Exercise directions: Could you copy the article on the Palm Desert shooting case word for word, from "At a hearing" to "handgun,'' Lozano said."?
*** Selected text ***
A judge on Friday ordered a Palm Desert man accused of fatally shooting his neighbor's 24-year-old son and 2-year-old granddaughter to undergo two psychological examinations.
Juan Carlos Alcala, 46, is charged with the April 8, 2011, murders of Felipe Lozano Jr. and his daughter, Doria Zoe Reynoso Lozano, at the Hovley Gardens Apartments in the 74500 block of 42nd Avenue.
Alcala is also charged with firing at Felipe Lozano's mother, who survived gunshot wounds to the thigh and knee.
At a hearing at Indio's Larson Justice Center, Riverside County Superior Court Judge Arjuna Saraydarian declared doubt about Alcala's mental competence to stand trial and ordered two experts to examine him. A hearing on their reports is scheduled for Aug. 29, according to court records.
At Alcala's preliminary hearing in June 2012, Afra Lozano testified that her son and granddaughter had come to her apartment the day of the shooting for a visit. Felipe Lozano took the toddler outside and returned a short time later, she said.
``(Felipe) was very scared, he was holding (Doria) very tightly. I didn't know what was happening. Then I saw Mr. Alcala run after him with a handgun,'' Lozano said.
She said her son tried to open the garage door, but it was locked, so he came to the sliding glass door.
``I opened the sliding glass door, but (Alcala) fired,'' the witness said.
``You mentioned suddenly the glass broke?'' asked Deputy District
Attorney Manny Bustamante.
``Yes, with the impact of the bullet,'' Lozano said. ``Felipe fell ... with the baby and then the gentleman was firing at me,'' she said.
Bustamante asked the woman if Alcala said anything.
``No, I remember he fired a lot of shots,'' Lozano said.
She said she ran outside with one of her younger sons, who had been upstairs playing video games.
``When you (left), was Mr. Alcala still inside?'' Bustamante asked.
``He was inside and was firing one shot after another,'' Lozano said.
Under questioning from defense attorney Neil Harrison, Lozano said Alcala ``would follow us to work, to church, threaten to kill us.''
Harrison asked her if the problems between her family and Alcala stemmed
from his allegations that they could see through the walls what he was doing
inside his apartment.
``I didn't have any problems with him, he was the one who came to our house,'' she said.
``Did anyone indicate that Mr. Alcala had any mental health problems?'' Harrison asked.
``I repeat, we never knew him. I don't think he had mental problems,''
She said Alcala threatened her and her family several times and would ``tell us to stop making a noise we never made.''
Felipe Lozano died at the scene. His daughter was airlifted to Loma Linda University Medical Center, where she died that night.
Alcala, who is being held without bail, pleaded not guilty by insanity at his arraignment last August. If convicted and found sane, he faces life in prison without the possibility of parole.
*** End of Selected text ***
*** Material provided ***
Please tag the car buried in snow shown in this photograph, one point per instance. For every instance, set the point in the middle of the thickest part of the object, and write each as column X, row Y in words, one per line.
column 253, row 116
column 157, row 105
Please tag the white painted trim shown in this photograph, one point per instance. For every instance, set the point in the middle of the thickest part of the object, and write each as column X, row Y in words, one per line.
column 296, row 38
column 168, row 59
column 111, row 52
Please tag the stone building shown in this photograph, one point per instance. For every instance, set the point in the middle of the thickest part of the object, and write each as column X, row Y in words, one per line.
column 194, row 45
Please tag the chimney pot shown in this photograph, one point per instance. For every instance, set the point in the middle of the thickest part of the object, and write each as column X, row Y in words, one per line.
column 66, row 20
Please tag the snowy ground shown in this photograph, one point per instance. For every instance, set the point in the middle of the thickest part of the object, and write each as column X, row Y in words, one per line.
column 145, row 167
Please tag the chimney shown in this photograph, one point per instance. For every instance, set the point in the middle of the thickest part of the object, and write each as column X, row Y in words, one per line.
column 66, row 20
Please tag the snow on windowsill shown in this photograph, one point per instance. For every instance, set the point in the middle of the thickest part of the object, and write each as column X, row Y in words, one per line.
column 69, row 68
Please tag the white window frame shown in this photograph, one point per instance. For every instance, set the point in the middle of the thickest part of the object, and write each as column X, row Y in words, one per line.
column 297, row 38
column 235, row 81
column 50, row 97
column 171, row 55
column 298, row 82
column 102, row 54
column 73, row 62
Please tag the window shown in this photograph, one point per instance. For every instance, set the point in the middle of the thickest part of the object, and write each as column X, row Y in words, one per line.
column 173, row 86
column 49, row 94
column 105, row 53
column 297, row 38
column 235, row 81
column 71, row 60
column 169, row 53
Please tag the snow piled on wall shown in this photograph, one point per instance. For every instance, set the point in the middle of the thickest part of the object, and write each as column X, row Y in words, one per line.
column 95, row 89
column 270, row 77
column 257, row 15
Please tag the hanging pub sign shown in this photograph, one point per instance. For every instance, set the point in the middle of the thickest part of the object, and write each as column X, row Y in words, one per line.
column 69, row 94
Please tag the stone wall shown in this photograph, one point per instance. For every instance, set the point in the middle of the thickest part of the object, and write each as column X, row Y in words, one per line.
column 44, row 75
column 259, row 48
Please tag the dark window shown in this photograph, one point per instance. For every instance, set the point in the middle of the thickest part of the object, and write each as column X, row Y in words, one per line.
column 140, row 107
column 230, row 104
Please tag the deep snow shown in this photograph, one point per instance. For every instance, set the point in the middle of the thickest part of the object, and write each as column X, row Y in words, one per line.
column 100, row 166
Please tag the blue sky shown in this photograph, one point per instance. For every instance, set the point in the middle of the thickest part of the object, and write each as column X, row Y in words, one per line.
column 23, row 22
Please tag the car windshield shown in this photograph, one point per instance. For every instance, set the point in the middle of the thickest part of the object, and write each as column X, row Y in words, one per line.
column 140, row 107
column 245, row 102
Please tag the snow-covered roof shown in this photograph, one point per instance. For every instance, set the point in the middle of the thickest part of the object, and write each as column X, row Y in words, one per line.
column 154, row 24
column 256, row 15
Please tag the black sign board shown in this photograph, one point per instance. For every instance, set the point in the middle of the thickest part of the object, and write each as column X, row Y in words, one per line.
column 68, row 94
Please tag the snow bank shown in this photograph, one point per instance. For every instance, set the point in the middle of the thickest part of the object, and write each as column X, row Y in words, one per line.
*** End of Material provided ***
Exercise result:
At a hearing at Indio's Larson Justice Center, Riverside County Superior Court Judge Arjuna Saraydarian declared doubt about Alcala's mental competence to stand trial and ordered two experts to examine him. A hearing on their reports is scheduled for Aug. 29, according to court records.
At Alcala's preliminary hearing in June 2012, Afra Lozano testified that her son and granddaughter had come to her apartment the day of the shooting for a visit. Felipe Lozano took the toddler outside and returned a short time later, she said.
``(Felipe) was very scared, he was holding (Doria) very tightly. I didn't know what was happening. Then I saw Mr. Alcala run after him with a handgun,'' Lozano said.